_TO DO_
Print the stretch of the passage on autism support in western Sydney from "Helping her through" through "with Mr Turnbull.", word for word.

_PASSAGE SHOWN_

Her three-and-a-half-year-old, Harrison, exists in a world of his own.
It's a juggling act trying to spread out government funding to best manage his needs and Ms Simone says it's about taking small steps at a time and doing what you can.
"It's hard but I don't know any different," she told AAP.
"I'll do what I have to."
Ms Simone is in the process of working out her plan for Harrison's NDIS funding. Despite the complexity she believes the scheme will help her family.
But she admits working out what he'll need is confronting.
"You deal with the situation now but when you actually think about it in the long run it's not going to change," she told AAP.
"You've got to make sure you do it properly because it's for a long time."
Helping her through the process is Tamara VanAntwerpen, chief executive of the Luke Priddis Foundation which helps kids with autism spectrum disorder in western Sydney.
The foundation runs play groups for autistic children aged two to six and their parents.
"It's a chance for parents to come and sit with other parents that are going through the same struggles they are," Ms VanAntwerpen told AAP.
"To vent, to share, to educate."
Ms VanAntwerpen was one of several ambitious women to meet Prime Minister Malcolm Turnbull in Emu Plains on Wednesday, as he swept through on day three of his election campaign.
She's concerned there's a lack of education for autistic children in western Sydney and raised the issue with the prime minister.
"I've got parents who are being forced to home-school their children because they can't get a placement," she told AAP after meeting with Mr Turnbull.
"That's just wrong."
For her efforts, she landed a meeting with Education Minister Simon Birmingham to discuss setting up a school for autistic students - for which she's already scoping out potential locations.
In the meantime, Ms VanAntwerpen is building western Sydney's first centre for autism.

(Point annotation records)
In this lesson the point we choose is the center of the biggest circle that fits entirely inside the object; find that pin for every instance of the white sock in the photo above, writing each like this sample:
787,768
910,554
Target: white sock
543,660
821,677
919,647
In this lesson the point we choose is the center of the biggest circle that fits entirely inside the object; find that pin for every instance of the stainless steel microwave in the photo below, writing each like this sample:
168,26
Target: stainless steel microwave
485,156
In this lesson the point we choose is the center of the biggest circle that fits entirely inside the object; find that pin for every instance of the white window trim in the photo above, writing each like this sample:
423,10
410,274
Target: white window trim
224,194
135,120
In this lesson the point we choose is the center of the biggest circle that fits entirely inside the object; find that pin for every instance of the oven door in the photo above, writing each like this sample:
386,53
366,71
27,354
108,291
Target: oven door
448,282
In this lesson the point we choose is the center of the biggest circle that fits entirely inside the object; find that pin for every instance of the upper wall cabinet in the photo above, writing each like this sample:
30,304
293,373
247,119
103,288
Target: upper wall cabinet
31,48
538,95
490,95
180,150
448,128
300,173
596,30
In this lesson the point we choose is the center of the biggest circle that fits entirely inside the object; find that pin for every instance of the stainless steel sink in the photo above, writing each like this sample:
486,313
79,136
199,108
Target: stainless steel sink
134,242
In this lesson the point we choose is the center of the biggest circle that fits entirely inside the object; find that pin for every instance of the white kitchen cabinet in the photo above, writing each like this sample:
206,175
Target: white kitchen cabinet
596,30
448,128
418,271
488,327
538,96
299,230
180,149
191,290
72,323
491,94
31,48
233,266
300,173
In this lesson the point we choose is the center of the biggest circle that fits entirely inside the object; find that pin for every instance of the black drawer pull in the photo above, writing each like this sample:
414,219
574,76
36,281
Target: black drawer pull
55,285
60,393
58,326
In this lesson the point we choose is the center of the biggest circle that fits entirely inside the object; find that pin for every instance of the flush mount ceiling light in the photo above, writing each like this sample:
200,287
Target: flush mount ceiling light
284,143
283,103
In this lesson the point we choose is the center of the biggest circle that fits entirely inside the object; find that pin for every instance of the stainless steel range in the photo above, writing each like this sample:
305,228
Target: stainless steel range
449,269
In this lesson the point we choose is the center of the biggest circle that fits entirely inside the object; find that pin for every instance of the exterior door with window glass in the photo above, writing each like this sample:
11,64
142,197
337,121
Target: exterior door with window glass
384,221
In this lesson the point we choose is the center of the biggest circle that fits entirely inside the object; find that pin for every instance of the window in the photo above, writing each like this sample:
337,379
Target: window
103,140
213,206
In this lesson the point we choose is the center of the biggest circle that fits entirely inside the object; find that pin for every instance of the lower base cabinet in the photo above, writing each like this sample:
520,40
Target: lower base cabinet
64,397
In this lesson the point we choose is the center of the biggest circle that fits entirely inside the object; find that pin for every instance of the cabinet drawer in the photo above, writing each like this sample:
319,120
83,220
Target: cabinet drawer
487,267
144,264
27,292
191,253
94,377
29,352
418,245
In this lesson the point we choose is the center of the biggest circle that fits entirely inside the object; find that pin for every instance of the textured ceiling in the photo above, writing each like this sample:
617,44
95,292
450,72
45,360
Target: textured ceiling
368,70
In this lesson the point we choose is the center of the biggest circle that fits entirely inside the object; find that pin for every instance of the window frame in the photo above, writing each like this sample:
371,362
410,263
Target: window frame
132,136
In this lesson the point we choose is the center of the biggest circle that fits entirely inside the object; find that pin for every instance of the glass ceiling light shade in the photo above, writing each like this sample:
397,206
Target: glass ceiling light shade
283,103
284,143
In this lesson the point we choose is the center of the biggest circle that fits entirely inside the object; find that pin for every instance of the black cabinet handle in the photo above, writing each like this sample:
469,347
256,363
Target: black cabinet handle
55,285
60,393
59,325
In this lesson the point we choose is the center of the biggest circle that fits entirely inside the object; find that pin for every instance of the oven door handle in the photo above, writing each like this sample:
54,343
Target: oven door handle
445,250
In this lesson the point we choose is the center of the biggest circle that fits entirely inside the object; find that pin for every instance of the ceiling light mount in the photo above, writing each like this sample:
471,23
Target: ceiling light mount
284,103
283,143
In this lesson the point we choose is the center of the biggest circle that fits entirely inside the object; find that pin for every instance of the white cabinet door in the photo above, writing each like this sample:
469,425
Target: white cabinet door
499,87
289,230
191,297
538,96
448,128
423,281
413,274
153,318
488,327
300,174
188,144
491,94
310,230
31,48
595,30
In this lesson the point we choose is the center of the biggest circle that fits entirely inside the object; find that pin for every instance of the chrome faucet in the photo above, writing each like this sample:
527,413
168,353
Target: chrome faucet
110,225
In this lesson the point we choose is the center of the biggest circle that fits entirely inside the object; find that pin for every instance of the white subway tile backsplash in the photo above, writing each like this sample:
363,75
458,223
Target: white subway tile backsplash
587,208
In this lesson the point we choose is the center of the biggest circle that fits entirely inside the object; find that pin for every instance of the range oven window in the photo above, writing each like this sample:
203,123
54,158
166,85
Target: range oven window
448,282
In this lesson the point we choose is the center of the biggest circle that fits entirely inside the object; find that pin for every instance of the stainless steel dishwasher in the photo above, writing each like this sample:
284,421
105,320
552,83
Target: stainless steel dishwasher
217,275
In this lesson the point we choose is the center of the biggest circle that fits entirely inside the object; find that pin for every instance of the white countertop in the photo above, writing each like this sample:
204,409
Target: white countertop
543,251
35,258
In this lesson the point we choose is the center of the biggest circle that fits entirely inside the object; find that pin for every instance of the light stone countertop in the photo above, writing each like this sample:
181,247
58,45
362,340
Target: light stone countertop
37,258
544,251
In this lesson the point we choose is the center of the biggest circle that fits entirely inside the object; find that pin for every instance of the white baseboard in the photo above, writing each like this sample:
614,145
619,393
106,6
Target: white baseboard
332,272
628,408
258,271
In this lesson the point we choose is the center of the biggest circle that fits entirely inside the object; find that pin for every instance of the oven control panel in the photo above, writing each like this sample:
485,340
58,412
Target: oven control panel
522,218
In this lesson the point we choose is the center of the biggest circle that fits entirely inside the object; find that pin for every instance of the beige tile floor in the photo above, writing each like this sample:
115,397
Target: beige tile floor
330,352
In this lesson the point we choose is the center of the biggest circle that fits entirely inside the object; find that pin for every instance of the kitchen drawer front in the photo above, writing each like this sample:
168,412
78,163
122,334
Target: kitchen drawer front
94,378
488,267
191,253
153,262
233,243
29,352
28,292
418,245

_REPLY TO THE EXERCISE_
Helping her through the process is Tamara VanAntwerpen, chief executive of the Luke Priddis Foundation which helps kids with autism spectrum disorder in western Sydney.
The foundation runs play groups for autistic children aged two to six and their parents.
"It's a chance for parents to come and sit with other parents that are going through the same struggles they are," Ms VanAntwerpen told AAP.
"To vent, to share, to educate."
Ms VanAntwerpen was one of several ambitious women to meet Prime Minister Malcolm Turnbull in Emu Plains on Wednesday, as he swept through on day three of his election campaign.
She's concerned there's a lack of education for autistic children in western Sydney and raised the issue with the prime minister.
"I've got parents who are being forced to home-school their children because they can't get a placement," she told AAP after meeting with Mr Turnbull.